> [WRITTEN INSTRUCTION] Please return every line from the items below that contains the word "grass".

> [ENTRIES PROVIDED]
++++++++

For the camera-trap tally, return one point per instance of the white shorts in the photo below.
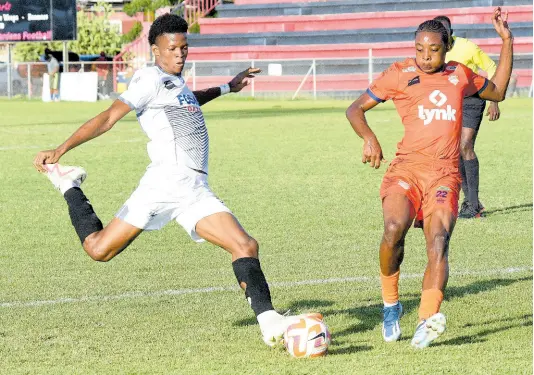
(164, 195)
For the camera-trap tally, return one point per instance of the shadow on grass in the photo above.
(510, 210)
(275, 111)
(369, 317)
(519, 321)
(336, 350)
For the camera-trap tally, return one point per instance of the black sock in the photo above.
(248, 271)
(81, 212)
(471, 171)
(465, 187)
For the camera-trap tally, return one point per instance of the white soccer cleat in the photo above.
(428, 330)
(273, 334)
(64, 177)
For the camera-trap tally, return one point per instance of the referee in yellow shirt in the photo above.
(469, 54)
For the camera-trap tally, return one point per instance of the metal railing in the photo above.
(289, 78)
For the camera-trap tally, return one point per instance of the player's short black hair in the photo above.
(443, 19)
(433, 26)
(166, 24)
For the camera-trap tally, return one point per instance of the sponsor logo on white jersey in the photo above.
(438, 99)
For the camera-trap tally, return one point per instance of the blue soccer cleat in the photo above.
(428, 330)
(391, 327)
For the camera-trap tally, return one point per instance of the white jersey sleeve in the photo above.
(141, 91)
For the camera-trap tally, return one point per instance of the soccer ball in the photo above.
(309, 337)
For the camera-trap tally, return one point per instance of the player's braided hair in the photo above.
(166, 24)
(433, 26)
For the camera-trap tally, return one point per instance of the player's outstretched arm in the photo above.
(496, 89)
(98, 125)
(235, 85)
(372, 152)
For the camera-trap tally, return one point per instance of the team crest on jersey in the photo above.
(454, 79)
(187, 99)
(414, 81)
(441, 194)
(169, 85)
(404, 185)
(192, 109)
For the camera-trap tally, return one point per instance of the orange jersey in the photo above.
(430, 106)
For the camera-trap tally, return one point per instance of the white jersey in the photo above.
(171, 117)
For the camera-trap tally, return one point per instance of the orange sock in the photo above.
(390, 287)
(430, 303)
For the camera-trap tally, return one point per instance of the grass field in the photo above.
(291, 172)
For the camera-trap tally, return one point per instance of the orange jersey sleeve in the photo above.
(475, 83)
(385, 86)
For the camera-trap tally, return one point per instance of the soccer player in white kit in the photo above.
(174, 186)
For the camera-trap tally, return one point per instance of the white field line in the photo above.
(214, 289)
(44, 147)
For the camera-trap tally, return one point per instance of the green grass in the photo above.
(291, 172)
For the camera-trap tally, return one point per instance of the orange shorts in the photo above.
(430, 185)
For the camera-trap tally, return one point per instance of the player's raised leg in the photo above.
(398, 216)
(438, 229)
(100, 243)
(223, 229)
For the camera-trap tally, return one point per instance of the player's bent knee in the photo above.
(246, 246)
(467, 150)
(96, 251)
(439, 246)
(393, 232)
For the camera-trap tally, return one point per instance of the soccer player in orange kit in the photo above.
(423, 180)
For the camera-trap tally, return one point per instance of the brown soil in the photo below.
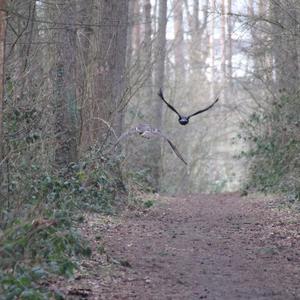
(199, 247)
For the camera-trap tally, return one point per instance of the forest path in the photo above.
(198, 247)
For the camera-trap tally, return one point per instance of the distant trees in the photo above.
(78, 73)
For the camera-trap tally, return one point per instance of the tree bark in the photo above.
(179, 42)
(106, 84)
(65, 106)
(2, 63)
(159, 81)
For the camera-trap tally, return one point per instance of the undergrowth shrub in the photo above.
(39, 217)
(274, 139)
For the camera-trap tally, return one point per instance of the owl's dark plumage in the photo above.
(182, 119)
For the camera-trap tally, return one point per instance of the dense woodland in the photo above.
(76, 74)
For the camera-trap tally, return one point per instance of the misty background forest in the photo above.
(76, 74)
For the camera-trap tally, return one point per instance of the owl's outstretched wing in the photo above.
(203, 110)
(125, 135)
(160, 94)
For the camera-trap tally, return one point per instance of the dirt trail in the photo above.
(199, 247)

++++++++

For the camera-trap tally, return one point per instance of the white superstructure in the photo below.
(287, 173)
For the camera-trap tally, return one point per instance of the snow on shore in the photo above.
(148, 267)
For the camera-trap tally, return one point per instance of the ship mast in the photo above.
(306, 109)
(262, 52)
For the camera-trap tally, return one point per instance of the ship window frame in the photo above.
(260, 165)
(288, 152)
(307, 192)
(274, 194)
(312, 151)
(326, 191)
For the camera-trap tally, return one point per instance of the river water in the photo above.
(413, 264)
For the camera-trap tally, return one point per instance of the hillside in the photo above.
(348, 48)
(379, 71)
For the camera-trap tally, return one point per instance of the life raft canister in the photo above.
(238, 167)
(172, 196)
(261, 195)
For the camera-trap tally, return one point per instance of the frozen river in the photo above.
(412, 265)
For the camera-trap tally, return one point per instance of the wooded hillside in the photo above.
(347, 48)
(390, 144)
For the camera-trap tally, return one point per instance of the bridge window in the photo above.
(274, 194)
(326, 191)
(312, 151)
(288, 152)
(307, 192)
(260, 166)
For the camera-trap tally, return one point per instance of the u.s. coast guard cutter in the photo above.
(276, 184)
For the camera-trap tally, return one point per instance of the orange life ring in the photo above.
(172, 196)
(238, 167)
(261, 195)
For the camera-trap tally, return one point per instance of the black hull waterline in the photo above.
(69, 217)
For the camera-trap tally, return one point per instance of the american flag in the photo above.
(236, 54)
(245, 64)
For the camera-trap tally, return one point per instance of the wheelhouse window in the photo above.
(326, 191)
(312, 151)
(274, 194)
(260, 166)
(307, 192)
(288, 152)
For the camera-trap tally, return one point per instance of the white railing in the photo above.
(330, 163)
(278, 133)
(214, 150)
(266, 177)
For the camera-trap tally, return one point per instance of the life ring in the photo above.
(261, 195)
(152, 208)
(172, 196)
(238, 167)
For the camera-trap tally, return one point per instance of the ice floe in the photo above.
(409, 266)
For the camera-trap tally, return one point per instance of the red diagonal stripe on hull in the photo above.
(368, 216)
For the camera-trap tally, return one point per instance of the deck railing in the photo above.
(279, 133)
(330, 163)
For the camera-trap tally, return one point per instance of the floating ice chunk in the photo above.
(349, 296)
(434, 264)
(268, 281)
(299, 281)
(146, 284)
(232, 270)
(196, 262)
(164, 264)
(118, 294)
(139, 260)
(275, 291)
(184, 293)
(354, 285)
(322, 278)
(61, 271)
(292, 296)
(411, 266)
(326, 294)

++++++++

> [THE SOLUTION]
For the camera-trap tally, return one point per instance of the shadow on grass in the photo above.
For the camera-trap tally, return one point per instance of the grass field in the photo above.
For the camera-trap tally, return one point per instance of the green grass in the photo above.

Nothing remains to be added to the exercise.